**REQUIREMENT**: In the interview extract, what does Bell say divided his family?

We think we know about Bell from watching Billy Elliot. Both the character and the actor are from the northeast of England. Both grew up in single-parent families. Both were plucked from working-class backgrounds and offered a chance of fame in an unlikely field. How much did they have in common?

“The wanting to do something that was unusual for that part of the world,” he says. “A slightly divided family. My family was divided by divorce rather than death, which is slightly better. The fabrication and dramatics of the story are so universal it didn’t need to be about dance. The universal story is: you should be allowed to express yourself. I don’t think there’s a single person who wouldn’t root for that kid.” He mentions his parents’ divorce. In fact, his dad left his mum before he was born. The last I’d heard, the two men had never met. Has that situation changed?

“I met him once, very briefly,” he says in a voice that, though polite, suggests an understandable reluctance to continue the line of questioning. So they’re not pursuing the relationship? “No, no. I think too much time has elapsed.”

By all accounts, Daldry acted as something of a surrogate father. Dragging a kid from obscurity and launching him into a major motion picture is not something any director should consider lightly. Daldry has continued to give Bell sensible advice. “Mostly he phones up and says: ‘Pick up the phone, you bastard! Call me!’ His guidance has been very crucial. I really trust the guy.”

**EXTRACTED DATA**:
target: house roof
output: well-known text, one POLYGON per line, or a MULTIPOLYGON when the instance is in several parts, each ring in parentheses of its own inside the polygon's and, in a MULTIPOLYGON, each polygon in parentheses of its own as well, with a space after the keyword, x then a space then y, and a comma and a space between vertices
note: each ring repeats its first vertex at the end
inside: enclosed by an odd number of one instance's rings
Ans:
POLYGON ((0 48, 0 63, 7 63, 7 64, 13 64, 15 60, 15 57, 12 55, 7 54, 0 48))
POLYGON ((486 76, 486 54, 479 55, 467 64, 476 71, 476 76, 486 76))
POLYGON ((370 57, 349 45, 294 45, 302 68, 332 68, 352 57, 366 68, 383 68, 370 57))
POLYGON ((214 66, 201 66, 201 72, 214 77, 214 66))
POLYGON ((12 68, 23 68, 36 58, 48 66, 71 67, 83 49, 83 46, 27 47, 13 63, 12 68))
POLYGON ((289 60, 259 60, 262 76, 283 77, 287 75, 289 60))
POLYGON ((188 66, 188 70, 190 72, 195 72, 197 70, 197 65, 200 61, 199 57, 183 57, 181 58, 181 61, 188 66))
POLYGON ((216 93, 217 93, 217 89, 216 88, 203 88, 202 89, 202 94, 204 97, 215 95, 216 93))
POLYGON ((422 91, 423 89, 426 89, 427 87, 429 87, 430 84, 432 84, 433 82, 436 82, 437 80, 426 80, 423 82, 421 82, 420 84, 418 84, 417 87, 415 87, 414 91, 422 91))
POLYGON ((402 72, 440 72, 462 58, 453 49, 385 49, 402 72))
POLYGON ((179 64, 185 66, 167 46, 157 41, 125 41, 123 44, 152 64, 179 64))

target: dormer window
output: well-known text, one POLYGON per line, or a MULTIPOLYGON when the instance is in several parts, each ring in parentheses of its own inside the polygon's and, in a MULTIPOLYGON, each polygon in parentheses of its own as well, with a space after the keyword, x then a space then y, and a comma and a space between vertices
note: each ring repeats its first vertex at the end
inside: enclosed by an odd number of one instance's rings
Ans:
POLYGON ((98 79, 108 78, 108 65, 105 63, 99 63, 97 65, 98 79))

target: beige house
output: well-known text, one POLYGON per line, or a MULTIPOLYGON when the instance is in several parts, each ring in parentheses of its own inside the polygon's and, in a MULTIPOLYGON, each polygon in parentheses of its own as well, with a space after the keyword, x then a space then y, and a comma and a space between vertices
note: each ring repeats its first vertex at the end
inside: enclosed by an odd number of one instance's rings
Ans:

**WRITTEN SOLUTION**: Divorce divided his family, rather than death.